見出し画像

クソの戯言

移動時間は現実から切り離されている。ということを書きたかったがあまりに酔いが回ってかけそうにない。回るの漢字もきっと間違えている。久しぶりにワインでもと、地産のワインをホステルで開ける。レビューが一つもないホステルを部屋の写真だけ見て予約したら昨日オープンしたばかりだった。宿泊客が少なく幸運にも一人部屋へとグレードアップされる。騒がしいのが嫌でここに選んだから嬉しかった。ニューオープンといっても泊まっている7階のトイレの鍵は壊れていて閉められないし、外の道路が見えるはずの窓も汚れきってすりガラスのようだ。外出の帰りにふとYHAの文字が剥がされた跡がコンクリートに残っているのを見つけた。居抜きで新しく宿を始めたのだろうがYHAが潰れた後に上手くいくのだろうかとお節介に素人が考える。チェックインの時も辿々しくインドの女の子が案内してくれてその後ろに立つターバンを巻いた男は両手を前で重ね黙って見ている。一人部屋が空いてるから同じ値段でそちらに移すよ、okありがとうと笑って答えると、ターバンの男がグーサインをしてこちらに頷いた。荷物を三つも持っていたから手伝ってくれてもいいのにと思いながらその光景が面白くて笑ってしまう。3階に広いバルコニーのコミュニティスペースがあってそこでタバコを吸う。遠くにスカイタワーなるものが聳え立っている。昔住んでいた浅草のボロボロの風呂無しアパートから見えたスカイツリーを思い出した。一年住んでいる間に一階下のお爺ちゃんが誰にも知られずに死んで一週間だかして発見された。畳には横になった遺体の痕が染みついていた。パチプロの真似事をしていた私の精神も腐りきっていた。友達だけは大事にして生きてきたのにその一番大事なものさえ裏切ってしまった。
どうしてあんな高いものを人類は建てたがるのだろう。それは都市の象徴なのだろうか。空まで天空まで貫く人類の文明の結晶。欲望の塊が地球からニョキっと男根のように勃起している。それでも女神の体には届きさえしないのだ。愛している人と繋がれない辛さ。一人狭いシングルベッドの上で酒を煽り文字を打つ男、寂しい光景だと思うと不意に笑いが飛び出してくる。尿意の限界だトイレに行こう。ついでにタバコも。

- **データ**
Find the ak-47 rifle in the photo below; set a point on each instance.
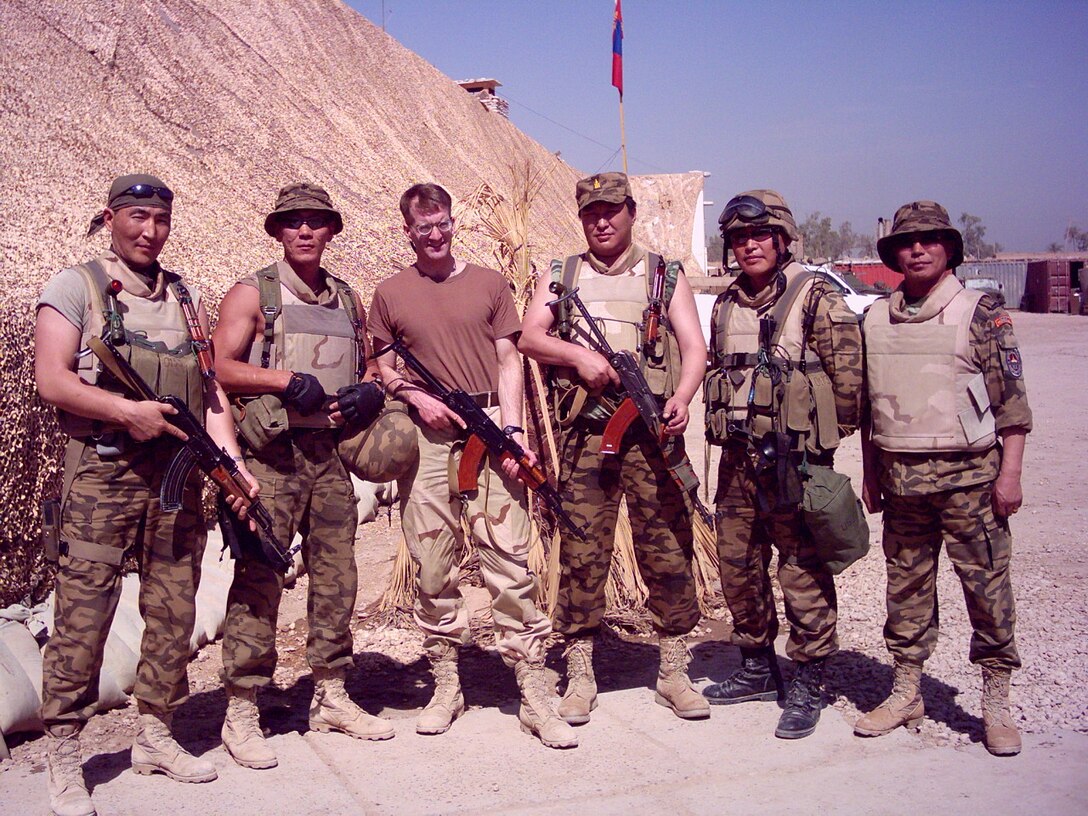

- **問題 1**
抜粋に基づいて、次の問いに答えてください。
(a) 予約したホステルは、いつオープンしたばかりでしたか。
(b) タバコを吸ったコミュニティスペースは何階にありましたか。
(c) 昔住んでいた風呂無しアパートはどこにありましたか。
- **問題 2**
抜粋のうち、「移動時間は現実から切り離され」から「なものさえ裏切ってしまった。」までの部分を一字も変えずに返してください。

- **正解 1**
(a) 昨日オープンしたばかりでした。
(b) 3階にありました。
(c) 浅草にありました。

- **正解 2**
移動時間は現実から切り離されている。ということを書きたかったがあまりに酔いが回ってかけそうにない。回るの漢字もきっと間違えている。久しぶりにワインでもと、地産のワインをホステルで開ける。レビューが一つもないホステルを部屋の写真だけ見て予約したら昨日オープンしたばかりだった。宿泊客が少なく幸運にも一人部屋へとグレードアップされる。騒がしいのが嫌でここに選んだから嬉しかった。ニューオープンといっても泊まっている7階のトイレの鍵は壊れていて閉められないし、外の道路が見えるはずの窓も汚れきってすりガラスのようだ。外出の帰りにふとYHAの文字が剥がされた跡がコンクリートに残っているのを見つけた。居抜きで新しく宿を始めたのだろうがYHAが潰れた後に上手くいくのだろうかとお節介に素人が考える。チェックインの時も辿々しくインドの女の子が案内してくれてその後ろに立つターバンを巻いた男は両手を前で重ね黙って見ている。一人部屋が空いてるから同じ値段でそちらに移すよ、okありがとうと笑って答えると、ターバンの男がグーサインをしてこちらに頷いた。荷物を三つも持っていたから手伝ってくれてもいいのにと思いながらその光景が面白くて笑ってしまう。3階に広いバルコニーのコミュニティスペースがあってそこでタバコを吸う。遠くにスカイタワーなるものが聳え立っている。昔住んでいた浅草のボロボロの風呂無しアパートから見えたスカイツリーを思い出した。一年住んでいる間に一階下のお爺ちゃんが誰にも知られずに死んで一週間だかして発見された。畳には横になった遺体の痕が染みついていた。パチプロの真似事をしていた私の精神も腐りきっていた。友達だけは大事にして生きてきたのにその一番大事なものさえ裏切ってしまった。